* Quoted passage:
◇ ◇ ◇ ◇ ◇ ◇ ◇
The third thing we need to have is what John of the Cross calls “the first passion of the soul and emotion of the will.” He’s referring to joy, one of the fruits of the Spirit. What is joy, though? Our saint tells us:

“Joy is nothing else than a satisfaction of the will with an object that is considered fitting and an esteem for it . . . Active joy which occurs when people understand distinctly and clearly the object of their joy and have the power either to rejoice or not. . . . In this [passive] joy, the will finds itself rejoicing without any clear and distinct understanding of the object of its joy.”

John, though an austere and serious person, knew how to have fun and laugh. Once he escaped from prison, his first stories to his friends were about the funnier things that happened there, and his first homilies made audiences hysterical with his observations of the humorous moments in life.

There’s much more to be studied about St. John of the Cross’s reforming style and accomplishments, but detachment, hope, and joy are the top three we can learn from him to enable our resilience in times of change and performance in times of reform—especially our self-reform. Christian reform is not about novelties and progress but is a return to the soul’s conversion to Christ. True interior reform will keep the whole Church in a constant state of conversion.”

Love & the JOY of the Resurrection,
Matthew

Feb 21 – St Peter Damian (1007-1072 AD) – Bishop, Confessor, Doctor of the Church, Reformer of the Clergy, Patron of Priests


-by Steve Weidenkopf

“By the eleventh century, the Church found itself in great need of reform, especially the clergy, and the Holy Spirit provided a series of reform-minded popes. These popes began their ecclesial careers as monks, and many of them had spent time at the famous reformed Benedictine monastery at Cluny in France. When Bruno of Alsace was elected pope in 1049, taking the name Leo IX, he initiated one of the most comprehensive reforms in Church history.

Leo (r. 1049-1054) recognized that simply issuing reform decrees from Rome would not change clerical behavior and restore the Church, so he decided to go on one of the most important road trips in papal history. During his five-year pontificate, he spent only six months in Rome, taking his reform road show to France, Italy, and Germany. Wherever he went, Leo deposed immoral bishops and punished clerics who were guilty of simony. Although those actions were necessary, the pope recognized that the major problem with clerical behavior was infidelity to the promise of celibacy.

In the first three centuries of Church history, there was no law prohibiting the ordination of married men, and many priests were married; however, marriage was never permitted after ordination. Moreover, all priests—married, single, or widowed—practiced sexual abstinence after ordination. The first recorded Church legislation concerning clerical celibacy in the West was decreed at the Synod of Elvira in Spain around the year 300, and in 385, Pope Siricius (r. 384-399) mandated celibacy for all clergy in the West.
◇ ◇ ◇ ◇ ◇ ◇ ◇
* Given records:
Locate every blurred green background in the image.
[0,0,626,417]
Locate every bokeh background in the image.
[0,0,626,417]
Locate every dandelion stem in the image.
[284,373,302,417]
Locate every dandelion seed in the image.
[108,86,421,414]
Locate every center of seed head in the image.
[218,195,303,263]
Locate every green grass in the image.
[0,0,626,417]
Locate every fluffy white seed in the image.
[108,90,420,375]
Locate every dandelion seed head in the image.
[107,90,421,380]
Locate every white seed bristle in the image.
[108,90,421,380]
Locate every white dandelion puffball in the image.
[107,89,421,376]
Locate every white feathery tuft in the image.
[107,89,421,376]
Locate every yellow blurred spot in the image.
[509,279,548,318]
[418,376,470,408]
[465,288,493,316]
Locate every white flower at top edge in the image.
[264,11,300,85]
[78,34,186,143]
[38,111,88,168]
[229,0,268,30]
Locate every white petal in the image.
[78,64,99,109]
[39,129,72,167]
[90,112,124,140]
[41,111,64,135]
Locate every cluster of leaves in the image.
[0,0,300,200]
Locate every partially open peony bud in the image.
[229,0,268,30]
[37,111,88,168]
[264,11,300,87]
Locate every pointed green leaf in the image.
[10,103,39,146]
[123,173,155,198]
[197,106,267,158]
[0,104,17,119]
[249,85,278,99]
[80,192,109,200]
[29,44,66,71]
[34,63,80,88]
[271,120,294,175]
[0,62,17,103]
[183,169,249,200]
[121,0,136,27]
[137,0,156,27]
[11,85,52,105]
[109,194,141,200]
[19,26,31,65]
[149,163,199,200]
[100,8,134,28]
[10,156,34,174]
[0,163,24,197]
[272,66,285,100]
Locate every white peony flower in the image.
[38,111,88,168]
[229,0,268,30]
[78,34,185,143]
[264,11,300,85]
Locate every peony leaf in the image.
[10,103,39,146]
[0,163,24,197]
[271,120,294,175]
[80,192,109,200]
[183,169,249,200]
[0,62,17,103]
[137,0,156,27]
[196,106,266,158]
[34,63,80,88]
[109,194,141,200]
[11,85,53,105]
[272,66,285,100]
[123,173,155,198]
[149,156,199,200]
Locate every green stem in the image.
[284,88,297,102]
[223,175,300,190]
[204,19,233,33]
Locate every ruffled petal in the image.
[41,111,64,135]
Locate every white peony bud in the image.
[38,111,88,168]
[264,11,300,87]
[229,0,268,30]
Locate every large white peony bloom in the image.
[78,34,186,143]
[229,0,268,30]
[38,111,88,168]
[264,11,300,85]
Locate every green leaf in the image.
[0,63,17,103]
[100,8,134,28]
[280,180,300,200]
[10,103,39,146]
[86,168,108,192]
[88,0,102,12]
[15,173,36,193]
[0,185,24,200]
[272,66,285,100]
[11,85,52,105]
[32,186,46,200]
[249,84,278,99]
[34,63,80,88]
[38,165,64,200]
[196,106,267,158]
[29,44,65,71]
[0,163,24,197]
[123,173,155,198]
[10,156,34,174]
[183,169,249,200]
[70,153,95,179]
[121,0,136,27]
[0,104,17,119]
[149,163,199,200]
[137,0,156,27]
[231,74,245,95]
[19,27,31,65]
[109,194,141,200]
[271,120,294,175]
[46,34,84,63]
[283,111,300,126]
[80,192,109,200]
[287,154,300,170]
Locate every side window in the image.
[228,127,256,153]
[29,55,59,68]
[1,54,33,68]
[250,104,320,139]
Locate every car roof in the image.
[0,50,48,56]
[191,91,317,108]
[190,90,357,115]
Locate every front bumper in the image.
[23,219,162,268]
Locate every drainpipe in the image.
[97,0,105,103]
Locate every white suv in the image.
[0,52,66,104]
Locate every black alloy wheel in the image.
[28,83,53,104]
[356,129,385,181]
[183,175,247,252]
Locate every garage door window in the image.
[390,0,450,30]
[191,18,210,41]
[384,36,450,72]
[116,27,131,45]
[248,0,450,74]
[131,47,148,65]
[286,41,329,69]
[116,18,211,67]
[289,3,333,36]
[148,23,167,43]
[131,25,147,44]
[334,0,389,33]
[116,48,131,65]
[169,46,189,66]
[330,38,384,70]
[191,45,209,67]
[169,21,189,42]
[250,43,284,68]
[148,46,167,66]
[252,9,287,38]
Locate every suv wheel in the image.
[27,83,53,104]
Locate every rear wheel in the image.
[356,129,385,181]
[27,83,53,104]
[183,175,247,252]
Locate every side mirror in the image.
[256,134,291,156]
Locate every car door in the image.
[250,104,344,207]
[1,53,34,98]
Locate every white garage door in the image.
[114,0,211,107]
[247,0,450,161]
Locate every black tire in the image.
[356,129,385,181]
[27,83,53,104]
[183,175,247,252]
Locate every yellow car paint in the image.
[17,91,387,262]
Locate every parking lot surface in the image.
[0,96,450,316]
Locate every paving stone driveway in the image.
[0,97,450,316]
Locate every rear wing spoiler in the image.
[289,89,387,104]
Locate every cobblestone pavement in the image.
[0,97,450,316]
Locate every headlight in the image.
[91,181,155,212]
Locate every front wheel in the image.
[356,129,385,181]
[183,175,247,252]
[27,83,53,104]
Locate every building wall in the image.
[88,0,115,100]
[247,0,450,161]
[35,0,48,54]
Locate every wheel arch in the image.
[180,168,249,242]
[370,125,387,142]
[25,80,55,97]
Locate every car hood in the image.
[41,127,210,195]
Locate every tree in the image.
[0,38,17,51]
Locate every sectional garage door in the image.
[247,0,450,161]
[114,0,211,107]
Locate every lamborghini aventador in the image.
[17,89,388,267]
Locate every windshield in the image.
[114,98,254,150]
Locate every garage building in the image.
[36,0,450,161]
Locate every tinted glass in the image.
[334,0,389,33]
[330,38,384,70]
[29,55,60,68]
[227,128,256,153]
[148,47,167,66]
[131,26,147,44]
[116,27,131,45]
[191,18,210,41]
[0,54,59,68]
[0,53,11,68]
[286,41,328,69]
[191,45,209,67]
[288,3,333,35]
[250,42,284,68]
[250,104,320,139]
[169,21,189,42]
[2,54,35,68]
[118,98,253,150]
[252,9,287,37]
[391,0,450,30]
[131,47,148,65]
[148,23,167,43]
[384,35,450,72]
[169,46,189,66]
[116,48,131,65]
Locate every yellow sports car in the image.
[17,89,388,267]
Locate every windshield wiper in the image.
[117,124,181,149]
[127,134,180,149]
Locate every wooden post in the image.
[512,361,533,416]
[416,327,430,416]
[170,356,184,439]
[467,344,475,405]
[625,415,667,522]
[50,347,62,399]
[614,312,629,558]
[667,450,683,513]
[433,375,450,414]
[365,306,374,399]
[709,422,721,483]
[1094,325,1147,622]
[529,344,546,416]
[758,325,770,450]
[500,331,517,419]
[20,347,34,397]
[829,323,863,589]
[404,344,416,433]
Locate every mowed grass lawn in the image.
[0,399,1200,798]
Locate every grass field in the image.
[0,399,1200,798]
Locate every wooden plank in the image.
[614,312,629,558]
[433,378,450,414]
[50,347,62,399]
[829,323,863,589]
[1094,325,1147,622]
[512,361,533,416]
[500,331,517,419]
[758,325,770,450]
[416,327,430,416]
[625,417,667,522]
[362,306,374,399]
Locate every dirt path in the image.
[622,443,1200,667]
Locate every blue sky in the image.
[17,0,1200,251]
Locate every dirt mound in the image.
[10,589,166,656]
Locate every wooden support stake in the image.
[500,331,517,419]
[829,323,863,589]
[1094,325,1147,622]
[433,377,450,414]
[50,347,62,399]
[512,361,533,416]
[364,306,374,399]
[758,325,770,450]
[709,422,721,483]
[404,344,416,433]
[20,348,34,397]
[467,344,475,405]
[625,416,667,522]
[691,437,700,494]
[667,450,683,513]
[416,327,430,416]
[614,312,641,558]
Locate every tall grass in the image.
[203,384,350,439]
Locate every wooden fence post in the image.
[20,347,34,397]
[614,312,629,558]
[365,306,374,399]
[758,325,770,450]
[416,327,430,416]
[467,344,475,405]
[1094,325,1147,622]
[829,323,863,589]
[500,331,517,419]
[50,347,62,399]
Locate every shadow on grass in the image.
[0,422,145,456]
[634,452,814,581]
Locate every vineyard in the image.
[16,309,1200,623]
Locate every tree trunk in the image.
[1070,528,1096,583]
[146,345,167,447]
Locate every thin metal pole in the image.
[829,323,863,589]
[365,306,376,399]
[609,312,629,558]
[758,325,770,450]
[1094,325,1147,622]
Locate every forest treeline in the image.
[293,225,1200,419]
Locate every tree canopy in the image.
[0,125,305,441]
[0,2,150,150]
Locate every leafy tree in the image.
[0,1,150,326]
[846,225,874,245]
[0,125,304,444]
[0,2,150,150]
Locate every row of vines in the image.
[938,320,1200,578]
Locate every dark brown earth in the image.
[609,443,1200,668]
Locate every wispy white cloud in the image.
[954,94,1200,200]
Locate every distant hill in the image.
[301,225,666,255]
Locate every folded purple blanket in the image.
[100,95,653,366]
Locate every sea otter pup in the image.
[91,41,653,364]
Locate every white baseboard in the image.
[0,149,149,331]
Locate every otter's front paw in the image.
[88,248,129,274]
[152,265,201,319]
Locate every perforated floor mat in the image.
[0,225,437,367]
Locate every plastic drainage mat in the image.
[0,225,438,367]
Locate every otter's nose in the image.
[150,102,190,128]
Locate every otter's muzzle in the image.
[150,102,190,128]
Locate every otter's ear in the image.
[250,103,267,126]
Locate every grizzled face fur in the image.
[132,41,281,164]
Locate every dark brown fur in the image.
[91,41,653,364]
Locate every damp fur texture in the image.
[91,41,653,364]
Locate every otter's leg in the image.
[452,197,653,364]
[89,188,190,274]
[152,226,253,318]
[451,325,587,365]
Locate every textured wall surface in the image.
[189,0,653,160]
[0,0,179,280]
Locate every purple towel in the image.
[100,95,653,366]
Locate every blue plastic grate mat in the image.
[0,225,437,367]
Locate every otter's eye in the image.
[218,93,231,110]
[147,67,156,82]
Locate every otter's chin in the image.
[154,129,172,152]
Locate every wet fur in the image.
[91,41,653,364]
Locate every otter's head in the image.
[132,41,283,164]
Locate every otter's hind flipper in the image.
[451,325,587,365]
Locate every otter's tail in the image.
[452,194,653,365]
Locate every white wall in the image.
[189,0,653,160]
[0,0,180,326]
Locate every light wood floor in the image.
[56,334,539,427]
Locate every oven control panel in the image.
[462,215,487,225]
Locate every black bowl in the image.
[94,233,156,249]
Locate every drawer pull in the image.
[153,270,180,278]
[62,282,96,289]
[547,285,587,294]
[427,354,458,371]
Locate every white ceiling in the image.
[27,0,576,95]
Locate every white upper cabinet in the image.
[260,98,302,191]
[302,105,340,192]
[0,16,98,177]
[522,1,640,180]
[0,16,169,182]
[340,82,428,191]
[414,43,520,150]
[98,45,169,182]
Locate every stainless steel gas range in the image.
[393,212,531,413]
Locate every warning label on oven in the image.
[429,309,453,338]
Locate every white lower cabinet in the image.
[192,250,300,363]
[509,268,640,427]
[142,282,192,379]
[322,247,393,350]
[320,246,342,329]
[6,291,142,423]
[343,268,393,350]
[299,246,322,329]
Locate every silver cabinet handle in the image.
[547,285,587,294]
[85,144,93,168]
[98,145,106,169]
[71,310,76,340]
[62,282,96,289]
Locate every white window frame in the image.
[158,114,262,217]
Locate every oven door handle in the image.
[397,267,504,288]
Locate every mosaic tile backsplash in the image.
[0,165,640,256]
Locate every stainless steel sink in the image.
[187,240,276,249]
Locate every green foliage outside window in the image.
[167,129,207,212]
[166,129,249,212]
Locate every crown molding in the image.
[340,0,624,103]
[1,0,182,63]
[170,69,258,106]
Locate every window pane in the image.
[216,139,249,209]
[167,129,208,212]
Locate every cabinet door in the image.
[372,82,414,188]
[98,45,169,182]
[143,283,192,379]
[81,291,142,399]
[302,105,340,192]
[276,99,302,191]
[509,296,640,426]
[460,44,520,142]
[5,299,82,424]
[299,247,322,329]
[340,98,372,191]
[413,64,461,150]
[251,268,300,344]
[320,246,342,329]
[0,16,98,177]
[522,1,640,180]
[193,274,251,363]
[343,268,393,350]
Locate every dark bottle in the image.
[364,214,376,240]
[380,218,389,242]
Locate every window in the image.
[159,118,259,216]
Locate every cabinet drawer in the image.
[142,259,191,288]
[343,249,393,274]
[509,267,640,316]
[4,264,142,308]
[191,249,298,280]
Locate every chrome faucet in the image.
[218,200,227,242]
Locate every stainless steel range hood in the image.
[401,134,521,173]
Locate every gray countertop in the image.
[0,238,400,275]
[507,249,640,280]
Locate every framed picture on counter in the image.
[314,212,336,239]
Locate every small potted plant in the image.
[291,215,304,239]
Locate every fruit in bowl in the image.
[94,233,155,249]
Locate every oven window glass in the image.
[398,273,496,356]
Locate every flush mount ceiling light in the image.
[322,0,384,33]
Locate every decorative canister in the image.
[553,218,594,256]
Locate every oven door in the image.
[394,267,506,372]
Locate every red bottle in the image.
◇ ◇ ◇ ◇ ◇ ◇ ◇
* Task instructions: According to the text, how long did Leo IX spend in Rome during his five-year pontificate?

* Answer: Only six months.